POLECENIA:
1) Oceń, czy poniższe stwierdzenia (a), (b) i (c) zgadzają się z wątkiem o fstab, odpowiadając „tak” lub „nie” i przytaczając dosłownie rozstrzygające słowa wątku. (a) Według gryfa za pomocą mount da się zrealizować to, czego chce autor pytania. (b) Autor pytania ma dwa dyski, sda1 i sdb1. (c) SlashBeast uważa overlayfs/aufs za rozwiązanie konieczne.
2) Przepisz fragment wątku o fstab, czyli wszystko od „## SlashBeast” w dół aż po „pewnie zupelnie zbedny.”, zastępując „overlayfs” przez „unionfs”.

ŹRÓDŁO:
┌────────
# Fstab

## tczaude

Witam

Mam dzisiaj pytanko odnośnie Fstab

Upraszczając problem czy da się z drzewa pod montowanych katalogów wyłączyć katalog np

/katalog_1_0/katalog_1_1

/katalog_1_0/katalog_1_2

/katalog_1_0/katalog_1_3

mając 2 dyski sda1 sdb1 na sda1 jest systemowy i katalog /katalog_1_0 chciałem zamontować na sdb1 ale z wyłączeniem katalogu katalog_1_1 by on pisał na sda1

Pozdrawiam

----------

## gryf

Krótko: nie.

Długo: Poprzez mount nie zrealizujesz tego co chcesz. Możesz co najwyżej zrobić na sdb1 katalog_1_1 i podlinkować odpowiedni katalog z sda1, lub przemyśleć i zreorganizować strukturę katalogów.

----------

## SlashBeast

Montowanie z wylaczeniem katalogu? Najlatwiej bylo by Ci uzyc /mnt i zostawic symlinka w /xxx do /mnt/yyy, badz overlayfs/aufs ale to juz wyzszy stopien szpanu i pewnie zupelnie zbedny.

----------
└────────
WIERSZE DANYCH:
┌────────
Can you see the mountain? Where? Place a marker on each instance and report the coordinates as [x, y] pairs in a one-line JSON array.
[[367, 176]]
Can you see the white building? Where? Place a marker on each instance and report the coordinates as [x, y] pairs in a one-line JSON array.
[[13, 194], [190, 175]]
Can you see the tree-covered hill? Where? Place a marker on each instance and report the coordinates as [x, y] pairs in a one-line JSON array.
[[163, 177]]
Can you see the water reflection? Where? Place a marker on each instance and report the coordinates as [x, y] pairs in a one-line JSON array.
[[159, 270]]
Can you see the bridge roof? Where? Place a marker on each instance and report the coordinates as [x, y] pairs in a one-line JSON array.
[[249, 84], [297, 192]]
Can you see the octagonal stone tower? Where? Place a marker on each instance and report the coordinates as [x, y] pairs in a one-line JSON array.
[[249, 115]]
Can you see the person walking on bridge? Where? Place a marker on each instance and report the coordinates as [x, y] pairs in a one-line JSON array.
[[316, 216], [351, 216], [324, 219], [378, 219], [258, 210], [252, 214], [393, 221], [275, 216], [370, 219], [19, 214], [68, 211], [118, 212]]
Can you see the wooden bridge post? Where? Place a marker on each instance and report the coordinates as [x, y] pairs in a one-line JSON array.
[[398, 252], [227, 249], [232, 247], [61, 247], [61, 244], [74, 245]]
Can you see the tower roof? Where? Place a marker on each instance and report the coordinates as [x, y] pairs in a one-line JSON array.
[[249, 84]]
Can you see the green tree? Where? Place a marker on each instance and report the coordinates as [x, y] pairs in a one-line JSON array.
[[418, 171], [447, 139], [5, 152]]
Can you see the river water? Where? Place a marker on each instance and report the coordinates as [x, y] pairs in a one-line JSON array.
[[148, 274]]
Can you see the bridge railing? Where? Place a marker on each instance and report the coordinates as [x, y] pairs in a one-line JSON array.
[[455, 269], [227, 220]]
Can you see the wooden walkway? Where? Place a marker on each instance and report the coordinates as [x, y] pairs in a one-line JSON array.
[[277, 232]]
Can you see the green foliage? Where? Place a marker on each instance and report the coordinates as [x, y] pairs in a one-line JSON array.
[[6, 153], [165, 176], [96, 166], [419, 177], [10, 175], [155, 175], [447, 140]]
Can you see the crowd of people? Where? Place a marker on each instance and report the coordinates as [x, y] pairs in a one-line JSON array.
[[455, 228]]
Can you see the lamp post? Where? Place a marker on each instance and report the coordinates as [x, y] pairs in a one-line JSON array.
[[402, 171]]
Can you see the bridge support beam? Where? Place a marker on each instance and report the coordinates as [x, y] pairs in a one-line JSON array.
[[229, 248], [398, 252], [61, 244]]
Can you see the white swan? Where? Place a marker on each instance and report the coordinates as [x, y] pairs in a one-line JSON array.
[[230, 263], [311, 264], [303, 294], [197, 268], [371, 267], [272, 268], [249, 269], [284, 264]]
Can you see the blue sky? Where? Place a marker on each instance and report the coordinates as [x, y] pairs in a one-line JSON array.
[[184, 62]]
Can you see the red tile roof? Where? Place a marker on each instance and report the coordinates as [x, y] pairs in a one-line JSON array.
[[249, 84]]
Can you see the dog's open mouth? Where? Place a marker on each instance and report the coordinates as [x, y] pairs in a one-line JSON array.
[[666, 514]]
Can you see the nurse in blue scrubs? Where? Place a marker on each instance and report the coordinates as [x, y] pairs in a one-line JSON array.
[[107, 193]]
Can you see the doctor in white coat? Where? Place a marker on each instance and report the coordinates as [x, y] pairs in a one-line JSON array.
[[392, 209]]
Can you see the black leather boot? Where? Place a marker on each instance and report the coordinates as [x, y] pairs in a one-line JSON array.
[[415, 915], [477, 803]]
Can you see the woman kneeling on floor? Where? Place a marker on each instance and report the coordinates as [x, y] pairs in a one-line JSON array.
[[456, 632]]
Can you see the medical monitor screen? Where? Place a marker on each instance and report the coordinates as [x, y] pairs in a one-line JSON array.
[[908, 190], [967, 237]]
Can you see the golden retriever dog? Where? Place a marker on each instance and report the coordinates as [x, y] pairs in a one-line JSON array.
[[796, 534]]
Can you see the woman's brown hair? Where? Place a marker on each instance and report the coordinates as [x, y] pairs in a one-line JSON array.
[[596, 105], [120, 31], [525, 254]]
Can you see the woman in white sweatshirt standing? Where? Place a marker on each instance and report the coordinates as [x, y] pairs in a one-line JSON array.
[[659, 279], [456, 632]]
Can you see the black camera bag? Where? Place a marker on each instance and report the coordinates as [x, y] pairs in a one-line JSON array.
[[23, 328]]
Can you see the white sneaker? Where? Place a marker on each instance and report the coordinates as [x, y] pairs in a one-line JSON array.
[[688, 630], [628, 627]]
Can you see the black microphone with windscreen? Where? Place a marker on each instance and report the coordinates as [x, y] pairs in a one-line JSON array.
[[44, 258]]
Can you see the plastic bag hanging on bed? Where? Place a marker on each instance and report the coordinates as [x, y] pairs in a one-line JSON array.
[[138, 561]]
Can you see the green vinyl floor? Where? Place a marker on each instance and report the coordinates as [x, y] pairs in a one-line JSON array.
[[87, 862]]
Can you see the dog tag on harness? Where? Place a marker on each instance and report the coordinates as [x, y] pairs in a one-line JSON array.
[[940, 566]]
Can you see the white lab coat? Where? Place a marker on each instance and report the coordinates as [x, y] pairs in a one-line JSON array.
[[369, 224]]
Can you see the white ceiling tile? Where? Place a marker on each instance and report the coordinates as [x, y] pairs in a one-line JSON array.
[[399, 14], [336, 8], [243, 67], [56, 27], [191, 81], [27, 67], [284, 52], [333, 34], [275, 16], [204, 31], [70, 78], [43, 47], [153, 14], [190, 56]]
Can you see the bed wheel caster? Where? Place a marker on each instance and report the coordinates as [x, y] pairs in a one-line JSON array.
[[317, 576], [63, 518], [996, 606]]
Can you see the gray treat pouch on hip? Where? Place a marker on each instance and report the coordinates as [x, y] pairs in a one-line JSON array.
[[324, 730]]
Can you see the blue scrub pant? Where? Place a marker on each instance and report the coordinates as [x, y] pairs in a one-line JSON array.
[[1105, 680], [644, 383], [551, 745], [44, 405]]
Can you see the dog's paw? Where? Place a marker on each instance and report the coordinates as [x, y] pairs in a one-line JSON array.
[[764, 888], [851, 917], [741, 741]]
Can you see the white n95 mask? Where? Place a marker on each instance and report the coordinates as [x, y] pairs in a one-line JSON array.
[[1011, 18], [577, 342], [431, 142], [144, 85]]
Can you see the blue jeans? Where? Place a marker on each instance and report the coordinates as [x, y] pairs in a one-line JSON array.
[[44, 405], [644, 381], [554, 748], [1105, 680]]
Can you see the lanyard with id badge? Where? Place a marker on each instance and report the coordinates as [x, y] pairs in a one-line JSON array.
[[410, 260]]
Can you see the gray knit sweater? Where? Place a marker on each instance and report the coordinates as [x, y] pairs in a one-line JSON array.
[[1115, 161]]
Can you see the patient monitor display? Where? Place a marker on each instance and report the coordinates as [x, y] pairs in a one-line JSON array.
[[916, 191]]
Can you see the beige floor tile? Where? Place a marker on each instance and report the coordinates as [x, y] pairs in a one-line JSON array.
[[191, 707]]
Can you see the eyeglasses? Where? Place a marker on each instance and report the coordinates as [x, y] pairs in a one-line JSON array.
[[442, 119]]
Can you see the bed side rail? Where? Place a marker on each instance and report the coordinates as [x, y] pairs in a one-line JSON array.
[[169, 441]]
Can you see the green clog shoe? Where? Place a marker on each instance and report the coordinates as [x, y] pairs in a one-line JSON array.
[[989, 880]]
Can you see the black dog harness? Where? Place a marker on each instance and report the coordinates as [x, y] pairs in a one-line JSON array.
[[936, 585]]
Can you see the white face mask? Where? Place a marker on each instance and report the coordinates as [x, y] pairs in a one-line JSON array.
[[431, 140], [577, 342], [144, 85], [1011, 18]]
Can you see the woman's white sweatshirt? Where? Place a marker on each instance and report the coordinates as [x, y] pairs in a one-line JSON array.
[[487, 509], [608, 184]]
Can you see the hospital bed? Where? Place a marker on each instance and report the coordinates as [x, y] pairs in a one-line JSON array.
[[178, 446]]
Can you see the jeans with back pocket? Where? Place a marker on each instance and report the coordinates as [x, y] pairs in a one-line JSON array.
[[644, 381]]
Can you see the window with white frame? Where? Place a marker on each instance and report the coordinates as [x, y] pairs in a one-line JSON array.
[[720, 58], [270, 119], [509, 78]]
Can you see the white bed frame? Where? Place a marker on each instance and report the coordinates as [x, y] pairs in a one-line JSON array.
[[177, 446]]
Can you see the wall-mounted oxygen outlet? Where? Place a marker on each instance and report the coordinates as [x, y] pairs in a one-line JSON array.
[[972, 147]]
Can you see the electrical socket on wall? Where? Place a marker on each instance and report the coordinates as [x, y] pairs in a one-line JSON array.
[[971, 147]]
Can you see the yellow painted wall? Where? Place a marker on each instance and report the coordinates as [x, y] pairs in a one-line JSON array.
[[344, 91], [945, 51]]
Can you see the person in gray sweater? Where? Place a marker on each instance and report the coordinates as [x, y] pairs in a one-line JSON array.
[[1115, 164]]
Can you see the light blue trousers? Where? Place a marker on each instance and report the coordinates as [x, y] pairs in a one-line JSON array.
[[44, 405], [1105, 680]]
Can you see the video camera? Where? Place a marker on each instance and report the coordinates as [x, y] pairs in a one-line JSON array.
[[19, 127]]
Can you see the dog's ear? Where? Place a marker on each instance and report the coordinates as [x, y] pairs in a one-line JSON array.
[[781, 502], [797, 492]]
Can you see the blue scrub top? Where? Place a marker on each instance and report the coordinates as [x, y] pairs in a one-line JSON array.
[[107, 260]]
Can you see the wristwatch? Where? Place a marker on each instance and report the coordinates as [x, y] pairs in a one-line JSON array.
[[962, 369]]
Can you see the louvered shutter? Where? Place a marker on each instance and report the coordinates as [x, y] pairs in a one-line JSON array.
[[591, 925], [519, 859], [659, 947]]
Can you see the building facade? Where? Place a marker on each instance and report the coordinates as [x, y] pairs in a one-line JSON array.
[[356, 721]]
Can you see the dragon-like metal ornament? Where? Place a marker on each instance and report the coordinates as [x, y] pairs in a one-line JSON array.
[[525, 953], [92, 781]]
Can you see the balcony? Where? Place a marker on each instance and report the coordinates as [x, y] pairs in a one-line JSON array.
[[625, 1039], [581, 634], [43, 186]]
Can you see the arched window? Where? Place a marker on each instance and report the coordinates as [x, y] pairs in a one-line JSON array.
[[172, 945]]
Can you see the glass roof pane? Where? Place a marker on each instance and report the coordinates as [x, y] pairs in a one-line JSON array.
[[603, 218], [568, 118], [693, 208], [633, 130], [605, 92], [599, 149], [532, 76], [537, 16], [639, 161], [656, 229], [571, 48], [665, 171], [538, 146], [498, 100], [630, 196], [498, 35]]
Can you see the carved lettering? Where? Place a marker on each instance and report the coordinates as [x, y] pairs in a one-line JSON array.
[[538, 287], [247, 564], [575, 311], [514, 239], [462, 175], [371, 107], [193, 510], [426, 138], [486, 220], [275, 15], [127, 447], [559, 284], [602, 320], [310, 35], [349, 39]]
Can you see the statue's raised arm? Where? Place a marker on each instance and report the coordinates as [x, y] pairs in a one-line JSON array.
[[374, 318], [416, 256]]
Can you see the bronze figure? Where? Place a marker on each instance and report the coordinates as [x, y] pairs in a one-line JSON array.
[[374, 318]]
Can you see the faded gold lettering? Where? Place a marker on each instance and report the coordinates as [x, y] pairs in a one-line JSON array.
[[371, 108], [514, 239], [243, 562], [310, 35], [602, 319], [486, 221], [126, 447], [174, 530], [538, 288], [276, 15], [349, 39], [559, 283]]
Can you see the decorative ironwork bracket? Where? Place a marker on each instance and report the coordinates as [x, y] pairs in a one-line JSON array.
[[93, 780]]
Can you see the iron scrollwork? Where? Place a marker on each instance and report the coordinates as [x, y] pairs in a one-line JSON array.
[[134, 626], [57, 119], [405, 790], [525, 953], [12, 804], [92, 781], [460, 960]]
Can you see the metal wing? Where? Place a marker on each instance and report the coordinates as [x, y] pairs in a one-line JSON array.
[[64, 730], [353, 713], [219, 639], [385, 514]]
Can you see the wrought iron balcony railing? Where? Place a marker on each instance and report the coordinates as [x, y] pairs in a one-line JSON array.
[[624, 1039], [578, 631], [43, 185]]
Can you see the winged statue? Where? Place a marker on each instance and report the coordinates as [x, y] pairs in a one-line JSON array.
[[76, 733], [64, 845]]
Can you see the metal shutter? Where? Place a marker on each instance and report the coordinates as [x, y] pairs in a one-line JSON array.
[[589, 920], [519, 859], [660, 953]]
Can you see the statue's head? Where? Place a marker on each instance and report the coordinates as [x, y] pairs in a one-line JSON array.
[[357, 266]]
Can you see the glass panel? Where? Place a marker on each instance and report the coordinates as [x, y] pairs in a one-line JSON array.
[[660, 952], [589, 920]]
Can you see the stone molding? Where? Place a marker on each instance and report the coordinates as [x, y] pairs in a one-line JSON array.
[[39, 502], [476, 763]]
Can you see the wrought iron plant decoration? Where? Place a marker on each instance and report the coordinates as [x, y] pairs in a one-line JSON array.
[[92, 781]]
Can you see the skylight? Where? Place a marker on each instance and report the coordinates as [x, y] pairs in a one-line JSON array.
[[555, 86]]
└────────
ROZWIĄZANIE:
1)
(a) Nie: „Poprzez mount nie zrealizujesz tego co chcesz.”
(b) Tak: „mając 2 dyski sda1 sdb1”
(c) Nie: „overlayfs/aufs ale to juz wyzszy stopien szpanu i pewnie zupelnie zbedny”

2)
## SlashBeast

Montowanie z wylaczeniem katalogu? Najlatwiej bylo by Ci uzyc /mnt i zostawic symlinka w /xxx do /mnt/yyy, badz unionfs/aufs ale to juz wyzszy stopien szpanu i pewnie zupelnie zbedny.